## Action item:
In the copy, include all of the listing exactly and none of its pictures.

## Data for processing:
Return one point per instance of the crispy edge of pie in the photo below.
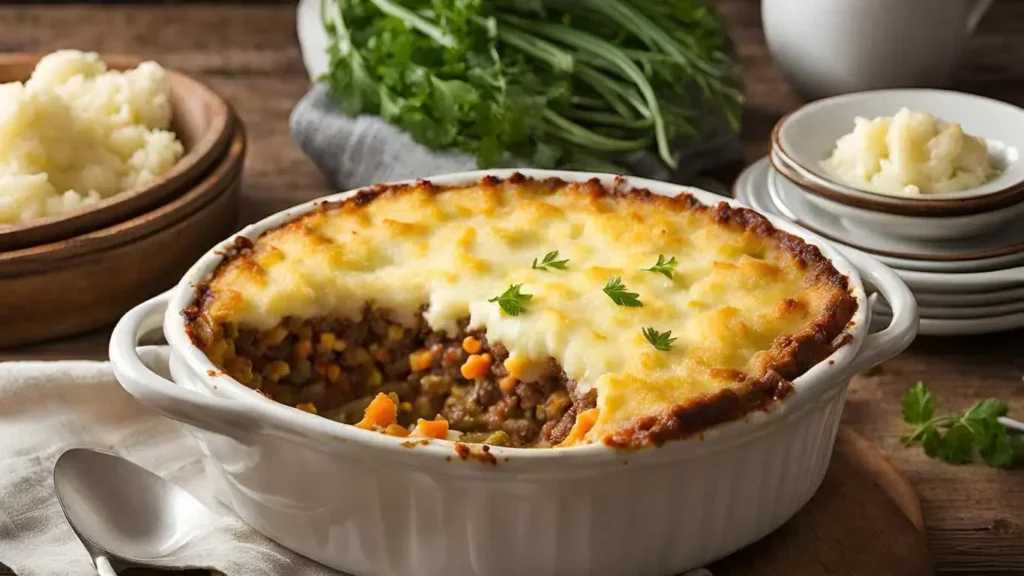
(788, 357)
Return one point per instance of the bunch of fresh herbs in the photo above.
(958, 438)
(558, 83)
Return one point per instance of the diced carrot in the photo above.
(476, 366)
(471, 344)
(508, 384)
(421, 360)
(396, 429)
(431, 428)
(381, 413)
(333, 372)
(585, 421)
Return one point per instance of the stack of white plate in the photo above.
(967, 271)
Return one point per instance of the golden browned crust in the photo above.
(788, 357)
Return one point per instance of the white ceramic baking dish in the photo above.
(368, 504)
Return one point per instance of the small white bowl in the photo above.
(808, 136)
(940, 229)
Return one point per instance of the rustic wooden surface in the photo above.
(974, 516)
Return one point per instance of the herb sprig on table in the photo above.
(957, 438)
(558, 83)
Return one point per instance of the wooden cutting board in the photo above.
(864, 521)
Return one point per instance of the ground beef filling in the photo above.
(335, 368)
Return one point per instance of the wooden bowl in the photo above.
(201, 120)
(89, 281)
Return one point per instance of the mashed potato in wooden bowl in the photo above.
(76, 133)
(910, 154)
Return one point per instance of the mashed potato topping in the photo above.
(909, 154)
(76, 132)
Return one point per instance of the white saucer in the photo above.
(936, 327)
(962, 313)
(984, 252)
(752, 189)
(938, 289)
(971, 299)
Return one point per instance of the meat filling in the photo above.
(335, 368)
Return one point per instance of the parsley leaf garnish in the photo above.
(957, 438)
(550, 261)
(660, 340)
(664, 266)
(620, 294)
(512, 301)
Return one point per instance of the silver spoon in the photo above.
(123, 511)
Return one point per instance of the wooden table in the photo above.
(974, 515)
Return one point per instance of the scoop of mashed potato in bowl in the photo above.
(910, 154)
(76, 133)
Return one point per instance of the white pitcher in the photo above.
(827, 47)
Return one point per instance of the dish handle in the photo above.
(169, 399)
(882, 345)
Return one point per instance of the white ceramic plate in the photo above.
(924, 229)
(940, 327)
(796, 204)
(808, 135)
(961, 313)
(971, 298)
(752, 189)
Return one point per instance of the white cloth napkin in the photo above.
(49, 407)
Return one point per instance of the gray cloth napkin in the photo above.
(49, 407)
(353, 152)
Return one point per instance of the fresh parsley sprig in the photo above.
(621, 295)
(664, 266)
(512, 301)
(549, 261)
(957, 438)
(660, 340)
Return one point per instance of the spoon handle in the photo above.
(103, 567)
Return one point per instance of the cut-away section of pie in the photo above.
(523, 313)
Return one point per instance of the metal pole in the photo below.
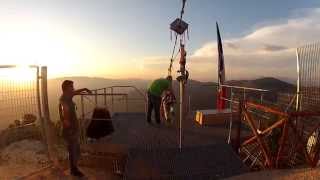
(181, 112)
(182, 80)
(126, 99)
(96, 97)
(82, 115)
(230, 123)
(112, 100)
(189, 104)
(45, 107)
(105, 96)
(38, 77)
(298, 81)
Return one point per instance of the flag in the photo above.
(221, 73)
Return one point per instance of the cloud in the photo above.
(268, 50)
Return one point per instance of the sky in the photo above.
(131, 39)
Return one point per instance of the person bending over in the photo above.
(155, 90)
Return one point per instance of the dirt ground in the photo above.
(308, 173)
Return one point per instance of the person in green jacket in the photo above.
(155, 90)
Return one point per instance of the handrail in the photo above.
(127, 86)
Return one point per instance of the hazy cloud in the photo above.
(267, 51)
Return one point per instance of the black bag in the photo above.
(101, 124)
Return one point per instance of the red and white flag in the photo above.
(221, 73)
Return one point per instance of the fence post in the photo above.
(238, 136)
(96, 97)
(82, 118)
(231, 118)
(38, 77)
(112, 100)
(105, 96)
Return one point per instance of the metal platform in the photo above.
(153, 150)
(139, 150)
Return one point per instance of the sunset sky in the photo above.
(131, 38)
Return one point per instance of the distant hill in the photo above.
(202, 95)
(267, 83)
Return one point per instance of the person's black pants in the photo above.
(153, 103)
(73, 146)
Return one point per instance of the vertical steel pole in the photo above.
(39, 100)
(189, 104)
(182, 81)
(96, 97)
(127, 106)
(105, 96)
(231, 117)
(298, 81)
(112, 100)
(181, 112)
(45, 107)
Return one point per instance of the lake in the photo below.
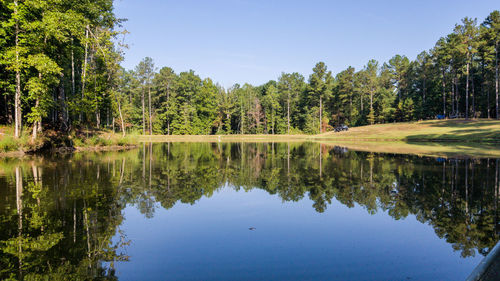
(245, 211)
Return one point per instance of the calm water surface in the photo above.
(264, 211)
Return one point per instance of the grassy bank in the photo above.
(223, 138)
(433, 149)
(76, 139)
(458, 131)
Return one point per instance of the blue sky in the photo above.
(254, 41)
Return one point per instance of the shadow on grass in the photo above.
(472, 135)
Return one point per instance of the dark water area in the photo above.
(245, 211)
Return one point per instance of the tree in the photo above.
(492, 23)
(290, 85)
(145, 73)
(467, 34)
(320, 88)
(398, 67)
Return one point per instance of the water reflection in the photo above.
(60, 217)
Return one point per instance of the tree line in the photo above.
(60, 64)
(53, 228)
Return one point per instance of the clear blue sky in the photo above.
(254, 41)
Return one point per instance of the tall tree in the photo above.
(467, 34)
(145, 72)
(320, 88)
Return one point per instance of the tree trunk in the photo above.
(17, 98)
(35, 123)
(467, 89)
(453, 109)
(473, 97)
(84, 68)
(73, 90)
(150, 121)
(443, 83)
(320, 114)
(143, 114)
(121, 117)
(496, 79)
(288, 113)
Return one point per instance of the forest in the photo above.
(67, 226)
(60, 70)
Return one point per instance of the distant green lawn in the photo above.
(478, 131)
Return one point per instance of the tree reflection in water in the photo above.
(60, 217)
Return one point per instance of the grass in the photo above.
(458, 131)
(83, 139)
(223, 138)
(101, 138)
(480, 138)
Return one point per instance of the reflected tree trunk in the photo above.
(19, 205)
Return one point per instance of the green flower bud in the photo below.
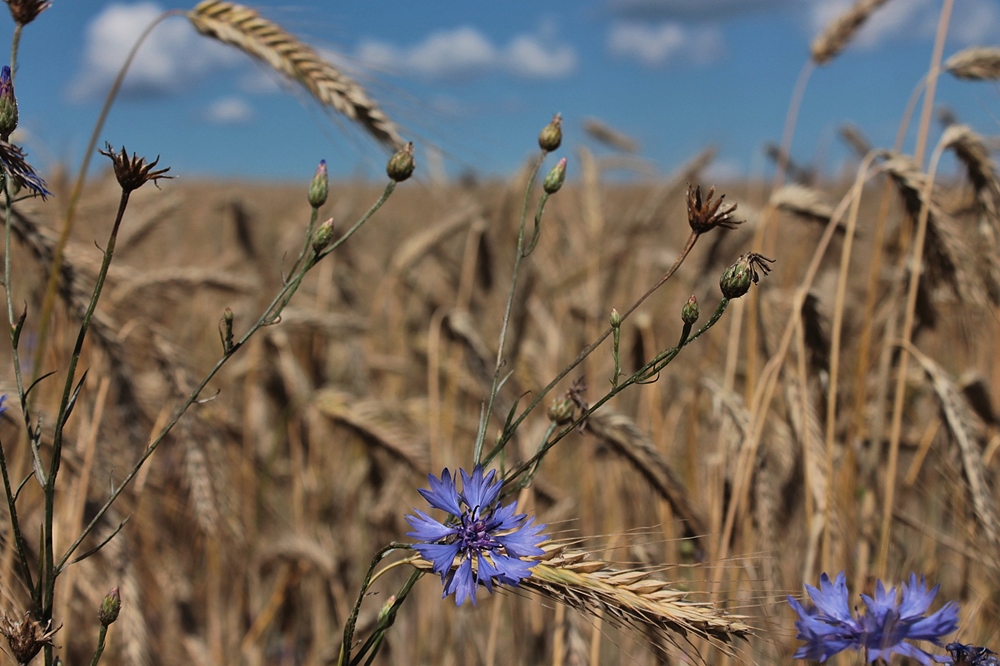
(111, 605)
(691, 311)
(401, 164)
(8, 104)
(555, 179)
(550, 137)
(322, 236)
(319, 187)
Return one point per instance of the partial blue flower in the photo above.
(830, 627)
(485, 543)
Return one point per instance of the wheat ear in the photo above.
(246, 30)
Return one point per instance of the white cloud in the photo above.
(654, 45)
(229, 111)
(972, 21)
(170, 57)
(465, 52)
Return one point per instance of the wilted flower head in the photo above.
(26, 637)
(737, 279)
(829, 627)
(135, 172)
(703, 216)
(25, 11)
(486, 541)
(21, 174)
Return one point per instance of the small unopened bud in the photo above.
(383, 612)
(401, 164)
(550, 138)
(111, 605)
(8, 104)
(319, 187)
(691, 311)
(322, 236)
(556, 177)
(736, 280)
(561, 411)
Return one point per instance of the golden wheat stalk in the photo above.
(625, 597)
(246, 30)
(839, 32)
(975, 63)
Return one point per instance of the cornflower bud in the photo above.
(691, 311)
(736, 280)
(550, 138)
(111, 605)
(322, 236)
(8, 104)
(401, 164)
(319, 188)
(555, 179)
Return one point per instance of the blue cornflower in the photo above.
(487, 539)
(829, 627)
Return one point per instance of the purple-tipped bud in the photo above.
(401, 164)
(8, 104)
(322, 236)
(561, 411)
(691, 311)
(556, 177)
(550, 137)
(111, 605)
(319, 188)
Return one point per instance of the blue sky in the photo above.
(478, 80)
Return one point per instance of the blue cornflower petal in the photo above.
(493, 535)
(829, 627)
(426, 528)
(442, 494)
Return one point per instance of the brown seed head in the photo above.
(703, 216)
(24, 11)
(135, 172)
(25, 638)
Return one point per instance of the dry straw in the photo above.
(975, 63)
(626, 598)
(839, 32)
(245, 29)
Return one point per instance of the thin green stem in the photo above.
(495, 388)
(100, 645)
(51, 288)
(271, 312)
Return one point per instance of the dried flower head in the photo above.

## Your solution:
Return one point per instance of the crispy edge of pie in the photo below.
(788, 357)
Return one point per instance of the bunch of fresh herbs in the photo above.
(958, 438)
(558, 83)
Return one point per instance of the diced carrot in the photo above.
(476, 366)
(471, 344)
(508, 384)
(421, 360)
(396, 429)
(431, 428)
(381, 413)
(333, 372)
(585, 421)
Return one point per instance of the stack of white plate in the photo above.
(967, 271)
Return one point per instance of the golden browned crust in the photo above.
(788, 357)
Return one point per instance of the white ceramic baking dish in the photo above.
(368, 504)
Return one point per instance of the small white bowl in the photo above.
(808, 136)
(940, 229)
Return one point per instance of the rustic wooden surface in the photo above.
(974, 516)
Return one point per instance of the herb sprig on table in the photo above.
(957, 438)
(558, 83)
Return one point per instance of the wooden cutting board in the photo above.
(864, 521)
Return one point per instance of the ground beef filling in the photo above.
(335, 368)
Return one point per instance of the wooden bowl in the photo above.
(201, 120)
(89, 281)
Return one point per instance of the mashed potato in wooden bowl in the photo above.
(76, 133)
(910, 154)
Return one point per instance of the mashed potato topping in the photo above.
(909, 154)
(76, 132)
Return one point per instance of the white saucer in the photo above.
(936, 327)
(962, 313)
(984, 252)
(752, 189)
(938, 289)
(971, 299)
Return one point per instance of the meat filling in the photo above.
(335, 368)
Return one point per instance of the parsley leaf garnish in the photo above.
(957, 438)
(550, 261)
(660, 340)
(664, 266)
(620, 294)
(512, 301)
Return one point per instance of the silver spoon in the photo above.
(123, 511)
Return one point per instance of the wooden table in the photo above.
(974, 515)
Return one point per instance of the scoop of mashed potato in bowl in the photo above.
(910, 154)
(76, 133)
Return one point per instance of the white pitcher in the photo above.
(827, 47)
Return one point per instance of the dish handle in the photo above.
(169, 399)
(882, 345)
Return one point per instance of the white ceramic plate in the photo above.
(924, 229)
(940, 327)
(796, 204)
(808, 135)
(961, 313)
(971, 298)
(752, 189)
Return one point per instance of the white cloth napkin in the photo above.
(49, 407)
Return one point per instance of the gray cloth napkin in the photo above.
(49, 407)
(353, 152)
Return one point per instance of the fresh parsley sprig in the photo above.
(621, 295)
(664, 266)
(512, 301)
(549, 261)
(957, 438)
(660, 340)
Return one point per instance of the spoon handle in the photo above.
(103, 567)
Return one point per instance of the cut-away section of pie in the photo above.
(523, 313)
Return one point per instance of the metal pole in the photo below.
(181, 112)
(182, 80)
(126, 99)
(96, 97)
(82, 115)
(230, 123)
(112, 100)
(189, 104)
(45, 107)
(105, 96)
(38, 77)
(298, 81)
Return one point per instance of the flag in the photo above.
(221, 73)
Return one point per instance of the cloud in the photo above.
(268, 50)
Return one point per instance of the sky in the photo above.
(131, 39)
Return one point per instance of the person bending over in the photo above.
(155, 90)
Return one point per instance of the dirt ground in the photo above.
(308, 173)
Return one point per instance of the person in green jacket in the photo above.
(155, 90)
Return one point per instance of the handrail in the photo above.
(127, 86)
Return one point per instance of the hazy cloud in the photo above.
(267, 51)
Return one point per instance of the black bag in the photo above.
(101, 124)
Return one point per instance of the red and white flag in the photo above.
(221, 73)
Return one point per instance of the fence post in the photo above.
(238, 136)
(96, 97)
(82, 118)
(231, 118)
(38, 77)
(112, 100)
(105, 96)
Return one point per instance of the metal platform in the photo above.
(153, 150)
(139, 150)
Return one point per instance of the sunset sky in the photo above.
(131, 38)
Return one point per instance of the distant hill in the photo above.
(202, 95)
(267, 83)
Return one point per instance of the person's black pants in the photo above.
(153, 103)
(73, 146)
Return one point per instance of the vertical steel pole in the photo above.
(39, 100)
(189, 104)
(182, 81)
(96, 97)
(127, 106)
(105, 96)
(231, 117)
(298, 81)
(112, 100)
(181, 112)
(45, 107)
Return one point per instance of the lake in the photo below.
(245, 211)
Return one point per instance of the calm water surface in the photo above.
(264, 211)
Return one point per instance of the grassy bank in the photo above.
(223, 138)
(433, 149)
(76, 139)
(458, 131)
Return one point per instance of the blue sky in the photo above.
(254, 41)
Return one point per instance of the shadow on grass in the photo above.
(472, 135)
Return one point per instance of the dark water area in the photo above.
(245, 211)
Return one point per instance of the tree in the photo above.
(492, 23)
(290, 85)
(145, 73)
(467, 34)
(320, 88)
(398, 67)
Return one point per instance of the water reflection in the photo above.
(60, 217)
Return one point per instance of the tree line in the photo above.
(60, 64)
(53, 228)
Return one point per instance of the clear blue sky in the photo above.
(254, 41)
Return one point per instance of the tall tree in the photo above.
(467, 34)
(145, 72)
(320, 88)
Return one point per instance of the tree trunk in the photo above.
(17, 98)
(35, 123)
(467, 89)
(453, 109)
(473, 97)
(84, 68)
(73, 90)
(150, 121)
(443, 83)
(320, 114)
(143, 114)
(121, 117)
(496, 79)
(288, 113)
Return one point per instance of the forest in the photo above.
(67, 226)
(60, 70)
Return one point per instance of the distant green lawn in the photo above.
(478, 131)
Return one point per instance of the tree reflection in water in the photo above.
(60, 217)
Return one point per instance of the grass in the photo above.
(458, 131)
(83, 139)
(223, 138)
(101, 138)
(480, 138)
Return one point per instance of the reflected tree trunk in the photo above.
(19, 205)
Return one point per instance of the green flower bud in the photo below.
(111, 605)
(691, 311)
(401, 164)
(8, 104)
(555, 179)
(550, 137)
(322, 236)
(319, 187)
Return one point per instance of the partial blue flower in the photo above.
(830, 627)
(485, 543)
Return one point per instance of the wheat ear in the photo above.
(246, 30)
Return one point per instance of the white cloud in the photo above.
(654, 45)
(229, 111)
(972, 21)
(170, 57)
(465, 52)
Return one point per instance of the wilted flower head in the photo above.
(26, 637)
(737, 279)
(829, 627)
(135, 172)
(703, 216)
(25, 11)
(486, 541)
(21, 174)
Return one point per instance of the small unopened bud in the photo above.
(383, 612)
(401, 164)
(550, 138)
(111, 605)
(8, 104)
(319, 187)
(691, 311)
(322, 236)
(556, 177)
(736, 280)
(561, 411)
Return one point per instance of the golden wheat stalk in the photo above.
(625, 597)
(246, 30)
(839, 32)
(975, 63)
Return one point per instance of the cornflower bud in the photo above.
(691, 311)
(736, 280)
(550, 138)
(111, 605)
(322, 236)
(8, 104)
(401, 164)
(319, 188)
(555, 179)
Return one point per instance of the blue cornflower in the photo above.
(487, 539)
(829, 627)
Return one point per instance of the purple-tipped bud in the photo above.
(401, 164)
(8, 104)
(322, 236)
(561, 411)
(691, 311)
(556, 177)
(550, 137)
(111, 605)
(319, 188)
Return one point per instance of the blue sky in the photo above.
(478, 80)
Return one point per instance of the blue cornflower petal in the photo above.
(493, 535)
(829, 627)
(426, 528)
(442, 494)
Return one point per instance of the brown seed head in the photo above.
(703, 216)
(24, 11)
(135, 172)
(25, 638)
Return one point per instance of the dry straw in the photo above.
(975, 63)
(626, 598)
(839, 32)
(245, 29)
Return one point per instance of the thin green stem in the photo above.
(495, 388)
(100, 645)
(51, 288)
(271, 312)
Return one point per instance of the dried flower head in the photo above.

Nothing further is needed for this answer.